### Task statement
Pull out every line in the records below that contains the string "white". Letter case matters.

### Supplied data

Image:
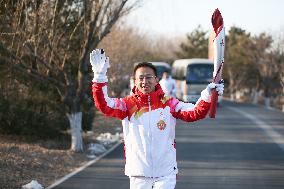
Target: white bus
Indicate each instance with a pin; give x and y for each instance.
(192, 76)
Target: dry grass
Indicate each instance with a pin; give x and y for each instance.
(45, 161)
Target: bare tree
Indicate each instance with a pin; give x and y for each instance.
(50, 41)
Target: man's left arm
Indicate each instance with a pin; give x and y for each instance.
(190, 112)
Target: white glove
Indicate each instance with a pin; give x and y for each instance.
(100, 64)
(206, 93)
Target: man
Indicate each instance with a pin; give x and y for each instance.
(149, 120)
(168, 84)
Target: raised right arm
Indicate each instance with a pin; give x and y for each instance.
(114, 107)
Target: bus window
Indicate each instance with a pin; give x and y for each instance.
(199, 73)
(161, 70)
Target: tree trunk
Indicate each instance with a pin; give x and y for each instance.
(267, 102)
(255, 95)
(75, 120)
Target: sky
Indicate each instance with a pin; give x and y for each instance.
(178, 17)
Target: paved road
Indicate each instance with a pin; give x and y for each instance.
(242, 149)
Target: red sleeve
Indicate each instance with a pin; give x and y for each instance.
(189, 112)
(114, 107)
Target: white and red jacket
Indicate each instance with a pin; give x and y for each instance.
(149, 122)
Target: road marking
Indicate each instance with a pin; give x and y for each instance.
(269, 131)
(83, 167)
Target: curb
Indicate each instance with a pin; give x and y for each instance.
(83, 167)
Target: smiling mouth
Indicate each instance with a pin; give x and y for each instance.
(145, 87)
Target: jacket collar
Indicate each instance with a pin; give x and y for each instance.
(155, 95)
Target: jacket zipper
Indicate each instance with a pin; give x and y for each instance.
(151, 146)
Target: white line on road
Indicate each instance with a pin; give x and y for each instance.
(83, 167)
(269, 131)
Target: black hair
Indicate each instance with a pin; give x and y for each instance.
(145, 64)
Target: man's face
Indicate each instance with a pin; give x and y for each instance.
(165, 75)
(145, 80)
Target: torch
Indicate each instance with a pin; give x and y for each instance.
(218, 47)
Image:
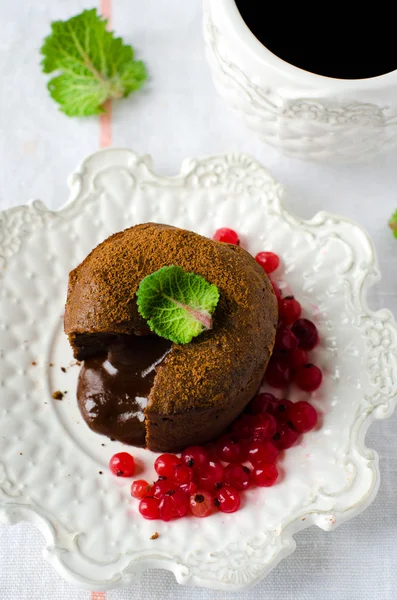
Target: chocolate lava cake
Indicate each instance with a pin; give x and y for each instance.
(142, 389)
--
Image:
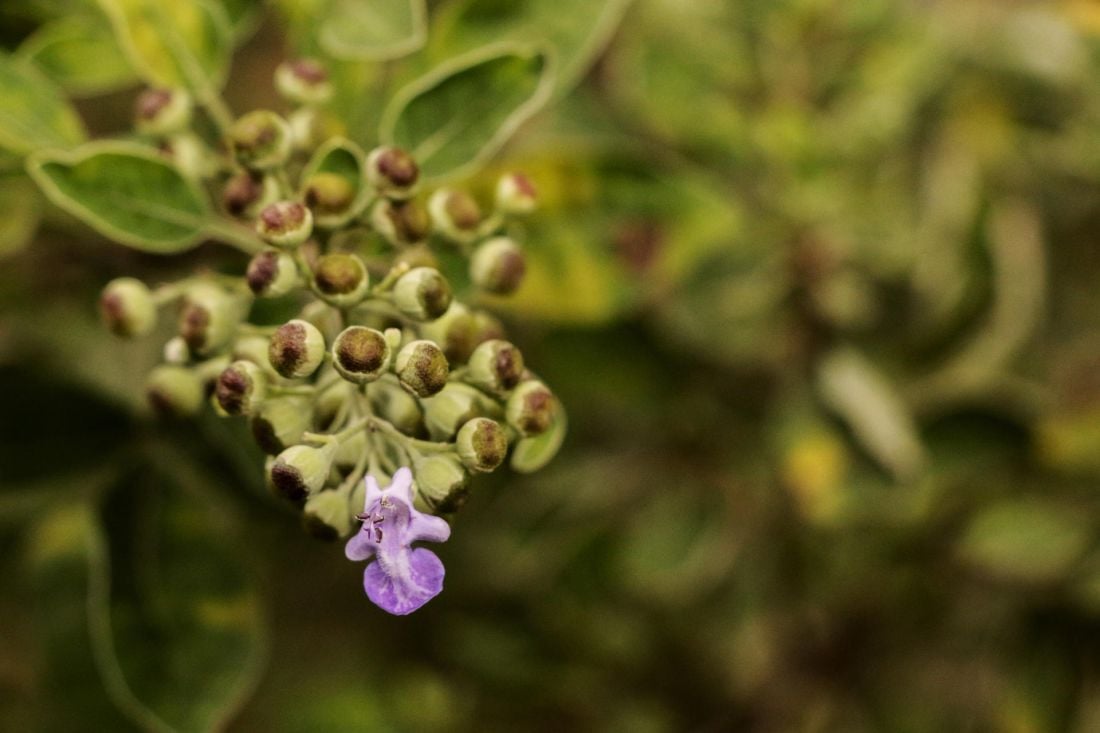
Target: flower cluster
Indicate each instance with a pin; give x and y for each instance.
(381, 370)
---
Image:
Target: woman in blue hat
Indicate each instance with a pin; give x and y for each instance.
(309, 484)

### Full solution
Target: white bus
Target: white glove
Target: white and red jacket
Target: white line on road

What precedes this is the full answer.